Collected data
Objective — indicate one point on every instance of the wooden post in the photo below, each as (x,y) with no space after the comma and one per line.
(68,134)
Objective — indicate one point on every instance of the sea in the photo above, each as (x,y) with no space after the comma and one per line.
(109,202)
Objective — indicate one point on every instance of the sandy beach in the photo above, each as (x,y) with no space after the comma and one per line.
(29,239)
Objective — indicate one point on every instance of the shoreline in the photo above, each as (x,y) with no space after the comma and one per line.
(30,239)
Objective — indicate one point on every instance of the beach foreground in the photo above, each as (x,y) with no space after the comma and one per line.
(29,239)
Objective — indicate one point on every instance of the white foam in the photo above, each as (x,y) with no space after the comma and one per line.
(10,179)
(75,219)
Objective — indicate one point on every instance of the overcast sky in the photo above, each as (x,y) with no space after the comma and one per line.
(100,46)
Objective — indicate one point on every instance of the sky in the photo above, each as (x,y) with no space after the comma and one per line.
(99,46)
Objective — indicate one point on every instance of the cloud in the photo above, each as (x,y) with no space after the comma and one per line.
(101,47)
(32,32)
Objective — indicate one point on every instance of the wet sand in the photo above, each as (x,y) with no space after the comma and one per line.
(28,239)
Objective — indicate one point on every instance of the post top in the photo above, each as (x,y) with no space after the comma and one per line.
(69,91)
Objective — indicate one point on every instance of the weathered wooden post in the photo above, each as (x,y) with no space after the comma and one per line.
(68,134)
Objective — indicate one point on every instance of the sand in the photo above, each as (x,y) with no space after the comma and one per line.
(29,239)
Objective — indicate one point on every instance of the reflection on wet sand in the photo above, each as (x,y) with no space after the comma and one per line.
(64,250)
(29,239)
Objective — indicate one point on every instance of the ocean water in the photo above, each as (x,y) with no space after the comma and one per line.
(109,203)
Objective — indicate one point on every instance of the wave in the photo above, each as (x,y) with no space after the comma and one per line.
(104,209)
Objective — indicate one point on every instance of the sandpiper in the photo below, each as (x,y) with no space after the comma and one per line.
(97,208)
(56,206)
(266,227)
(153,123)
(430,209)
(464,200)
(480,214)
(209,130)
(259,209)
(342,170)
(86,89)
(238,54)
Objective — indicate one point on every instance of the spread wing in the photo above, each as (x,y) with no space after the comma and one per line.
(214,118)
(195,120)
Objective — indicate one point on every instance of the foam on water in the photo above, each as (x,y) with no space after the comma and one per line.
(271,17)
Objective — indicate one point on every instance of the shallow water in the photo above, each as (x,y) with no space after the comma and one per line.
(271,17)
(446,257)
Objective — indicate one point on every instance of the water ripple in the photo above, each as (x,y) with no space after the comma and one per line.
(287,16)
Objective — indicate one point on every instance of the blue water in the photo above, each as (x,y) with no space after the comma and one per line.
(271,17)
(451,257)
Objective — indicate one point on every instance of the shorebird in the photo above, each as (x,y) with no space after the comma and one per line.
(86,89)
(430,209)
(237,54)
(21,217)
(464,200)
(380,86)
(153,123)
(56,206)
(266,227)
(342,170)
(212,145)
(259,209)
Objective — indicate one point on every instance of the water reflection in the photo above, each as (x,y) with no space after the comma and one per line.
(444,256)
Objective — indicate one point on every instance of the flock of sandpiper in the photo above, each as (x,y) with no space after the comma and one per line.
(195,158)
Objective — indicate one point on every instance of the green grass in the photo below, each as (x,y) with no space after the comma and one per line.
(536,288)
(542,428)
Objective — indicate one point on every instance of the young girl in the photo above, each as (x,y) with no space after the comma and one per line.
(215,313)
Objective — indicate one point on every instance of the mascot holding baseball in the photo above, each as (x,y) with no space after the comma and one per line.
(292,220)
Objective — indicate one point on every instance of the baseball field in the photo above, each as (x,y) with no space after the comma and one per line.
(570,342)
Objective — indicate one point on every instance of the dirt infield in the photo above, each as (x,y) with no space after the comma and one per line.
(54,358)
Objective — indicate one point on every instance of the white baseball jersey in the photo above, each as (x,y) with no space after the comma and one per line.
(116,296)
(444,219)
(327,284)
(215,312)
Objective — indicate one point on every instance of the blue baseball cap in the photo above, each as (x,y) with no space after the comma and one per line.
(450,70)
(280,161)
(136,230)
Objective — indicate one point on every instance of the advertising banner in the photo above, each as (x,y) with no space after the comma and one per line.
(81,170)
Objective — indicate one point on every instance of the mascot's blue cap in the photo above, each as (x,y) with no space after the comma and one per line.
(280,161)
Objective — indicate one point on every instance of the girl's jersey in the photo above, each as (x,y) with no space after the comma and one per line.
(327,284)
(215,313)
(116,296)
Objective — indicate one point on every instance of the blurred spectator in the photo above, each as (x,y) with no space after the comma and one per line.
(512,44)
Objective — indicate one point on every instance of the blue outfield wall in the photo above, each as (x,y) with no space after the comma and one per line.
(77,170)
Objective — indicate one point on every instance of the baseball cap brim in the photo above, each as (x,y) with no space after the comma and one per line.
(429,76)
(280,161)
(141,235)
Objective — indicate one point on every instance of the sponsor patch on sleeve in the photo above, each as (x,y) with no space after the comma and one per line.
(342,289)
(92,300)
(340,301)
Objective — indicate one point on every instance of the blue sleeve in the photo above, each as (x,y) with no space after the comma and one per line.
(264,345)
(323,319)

_Objective_
Give back the lines of the listing from the one with "Objective — indicate one point on every instance of the blurred" through the end, both included, exactly as written and with nothing added.

_Written reply_
Objective — indicate one point on every instance of the blurred spectator in the photo above, each as (x,y) with no space after the comma and one per line.
(512,44)
Objective — indicate one point on every instance of the blue outfield wall in the photo above, each as (x,y) with no space after the comma and one per line.
(77,170)
Objective — indicate one point on every instance of the baseball cap brim in the photo above, each as (x,y) with no space after the comma and one per line.
(429,76)
(280,161)
(141,235)
Objective — indicate one point on every instance of the sponsor patch on sleeve in the photo above, each as (x,y) with no space after the comma and one per line.
(342,289)
(92,300)
(340,301)
Objective — indicate one point on every instance of the blue sleeve in the photo above, each as (x,y) with no space after the comma and one per line.
(264,345)
(323,319)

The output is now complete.